== Data extracted from a collection ==

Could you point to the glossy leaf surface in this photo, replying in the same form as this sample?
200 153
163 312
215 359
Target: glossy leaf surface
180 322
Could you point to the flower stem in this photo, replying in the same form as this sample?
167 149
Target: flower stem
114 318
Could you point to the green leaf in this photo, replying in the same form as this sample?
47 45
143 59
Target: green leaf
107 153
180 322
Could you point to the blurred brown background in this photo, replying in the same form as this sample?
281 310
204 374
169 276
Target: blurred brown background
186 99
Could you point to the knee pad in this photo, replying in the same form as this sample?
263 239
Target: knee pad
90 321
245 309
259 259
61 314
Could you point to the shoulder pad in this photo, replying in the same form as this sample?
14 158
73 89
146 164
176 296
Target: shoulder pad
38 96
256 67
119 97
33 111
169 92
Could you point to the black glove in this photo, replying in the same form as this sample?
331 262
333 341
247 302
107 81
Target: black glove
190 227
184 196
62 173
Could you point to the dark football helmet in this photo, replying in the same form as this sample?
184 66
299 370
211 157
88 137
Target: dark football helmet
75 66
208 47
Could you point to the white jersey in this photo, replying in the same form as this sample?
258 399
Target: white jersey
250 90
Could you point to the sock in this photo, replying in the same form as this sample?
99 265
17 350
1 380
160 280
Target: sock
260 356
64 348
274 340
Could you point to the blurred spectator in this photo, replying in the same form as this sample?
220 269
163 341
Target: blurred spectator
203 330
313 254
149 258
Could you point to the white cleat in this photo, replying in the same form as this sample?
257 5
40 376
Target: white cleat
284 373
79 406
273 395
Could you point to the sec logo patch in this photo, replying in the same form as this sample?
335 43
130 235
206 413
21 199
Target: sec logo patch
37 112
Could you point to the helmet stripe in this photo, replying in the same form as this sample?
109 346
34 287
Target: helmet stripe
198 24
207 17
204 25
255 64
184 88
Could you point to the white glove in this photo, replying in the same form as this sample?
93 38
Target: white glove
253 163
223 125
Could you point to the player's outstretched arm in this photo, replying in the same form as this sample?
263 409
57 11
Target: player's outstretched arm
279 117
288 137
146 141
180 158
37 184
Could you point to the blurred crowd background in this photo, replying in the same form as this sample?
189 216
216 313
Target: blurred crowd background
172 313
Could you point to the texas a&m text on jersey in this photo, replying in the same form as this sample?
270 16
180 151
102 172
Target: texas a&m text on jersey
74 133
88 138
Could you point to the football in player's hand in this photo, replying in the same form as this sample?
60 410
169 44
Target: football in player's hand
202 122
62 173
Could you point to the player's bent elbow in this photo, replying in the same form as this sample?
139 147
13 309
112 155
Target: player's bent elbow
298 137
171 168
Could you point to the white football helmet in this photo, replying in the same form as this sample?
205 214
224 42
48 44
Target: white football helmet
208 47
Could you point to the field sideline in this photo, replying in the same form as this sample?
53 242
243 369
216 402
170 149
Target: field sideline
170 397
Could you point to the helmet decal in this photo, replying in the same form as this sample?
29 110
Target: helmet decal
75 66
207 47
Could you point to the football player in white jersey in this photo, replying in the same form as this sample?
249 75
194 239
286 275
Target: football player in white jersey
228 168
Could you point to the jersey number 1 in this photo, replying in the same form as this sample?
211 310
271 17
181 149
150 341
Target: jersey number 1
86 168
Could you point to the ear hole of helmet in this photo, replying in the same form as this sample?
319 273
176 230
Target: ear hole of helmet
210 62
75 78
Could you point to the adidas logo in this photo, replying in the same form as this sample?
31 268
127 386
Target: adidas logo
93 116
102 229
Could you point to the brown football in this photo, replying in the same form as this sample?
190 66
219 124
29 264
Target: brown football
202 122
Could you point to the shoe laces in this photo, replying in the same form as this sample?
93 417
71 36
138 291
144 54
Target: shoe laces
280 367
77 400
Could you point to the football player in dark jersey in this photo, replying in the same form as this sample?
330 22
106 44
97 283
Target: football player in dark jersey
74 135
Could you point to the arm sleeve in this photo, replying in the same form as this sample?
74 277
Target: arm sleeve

== What to produce ==
Reproduce the entire listing word for word.

== Expected output ==
Could you point to the glossy leaf surface in this photo, replying in the same form as this sample?
200 153
163 312
215 359
Target: glossy leaf surface
180 322
Could you point to the flower stem in this photo, replying in the same form as this sample?
167 149
Target: flower stem
114 318
Could you point to the green leaf in this photo, replying in the same form as this sample?
47 45
143 59
Target: green leaf
107 153
180 322
Could you point to the blurred brown background in this photo, replying in the same form as this sample?
281 310
204 374
169 276
Target: blurred brown background
186 99
Could you point to the knee pad in this photo, replying in the same form as this sample?
263 239
Target: knee pad
90 321
245 309
259 259
61 314
Could you point to the shoulder pad in this photo, replying in the same form as this sample?
14 158
73 89
146 164
176 296
Target: shoulder pad
38 96
256 67
119 97
33 111
169 92
Could you point to the black glove in this photo, replying in the same form as this sample?
331 262
333 341
247 302
107 81
Target: black glove
190 227
184 196
62 173
Could you point to the dark football helmet in this photo, replying in the same form as this sample?
184 66
299 370
211 157
88 137
Target: dark football helmet
75 66
208 47
Could you point to the white jersey in this photo, replying in the same form as this sample?
258 399
Target: white jersey
250 90
Could you point to the sock in this photo, replying in the same form as this sample?
99 265
17 350
1 380
160 280
Target: sock
260 356
64 348
274 340
Could you point to the blurred spectator in this photo, replying in the same form as this sample?
220 269
163 341
Target: blurred spectator
203 330
313 254
149 258
Could you point to the white cleat in this photo, replying in the same form as this sample?
257 5
40 376
Target: white cleat
284 373
79 406
273 395
Could you point to the sec logo patch in this photo, replying in the same form as this sample?
335 43
130 235
206 413
21 199
Target: sec logo patch
37 112
Could you point to the helmet stripe in this photo, replying in the same form as this sample?
109 346
34 287
Target: helmet stripe
198 24
207 17
204 25
255 64
184 88
Could you point to the white glove in this photo, replying in the same form as this sample?
93 38
Target: white glove
253 163
223 125
Could you point to the player's outstretched arm in this photo, replying in the same form as this sample?
263 409
57 11
Target: player's outstretched arm
279 117
288 137
146 141
180 158
37 184
Could you point to the blurred crowd background in this photo, replying in the same form as this sample?
189 216
216 313
Target: blurred crowd background
172 313
Could you point to the texas a&m text on jersey in this photo, replying in the same form as this sample?
270 16
180 151
102 172
Target: texas a&m text on jersey
74 133
88 138
Could you point to the football in player's hand in this photo, replying in the same form as this sample?
60 410
169 44
Target: football in player's hand
202 122
62 173
Could you point to the player's bent elbow in this photo, replying in the same form as this sample?
139 147
13 309
112 155
Target: player's bent elbow
298 137
171 168
Could you point to the white football helmet in this photo, replying in the same form as this sample?
205 214
224 42
48 44
Target: white football helmet
208 47
Could you point to the field sideline in this photo, replying in the same form as this sample?
53 242
243 369
216 402
170 149
Target: field sideline
170 397
Could you point to the helmet decal in this photo, replying in the same form as this sample?
29 110
Target: helmet decal
75 66
207 47
Could you point to the football player in white jersey in this photo, replying in the same form as this sample?
249 75
194 239
286 275
Target: football player in white jersey
228 168
Could you point to the jersey number 1 in this photo, replying in the same form as this sample?
211 310
271 17
181 149
150 341
Target: jersey number 1
86 168
Could you point to the ear hole of helmet in this photo, replying in the same form as this sample?
319 273
176 230
Target: ear hole of helmet
210 62
75 78
Could you point to the adidas logo in this photo, replying in the same form as this sample?
31 268
127 386
Target: adidas logo
93 116
102 229
Could you point to the brown football in this photo, replying in the same form as this sample?
190 66
219 124
29 264
Target: brown football
202 122
Could you point to the shoe laces in this photo, replying in the same form as this sample?
93 417
71 36
138 291
144 54
Target: shoe laces
280 367
77 400
Could you point to the football player in dark jersey in this photo, replying in the same form as this sample?
330 22
106 44
97 283
Target: football player in dark jersey
74 135
Could you point to the arm sleeve in this photo, replying in the same form as this sample?
74 277
Target: arm sleeve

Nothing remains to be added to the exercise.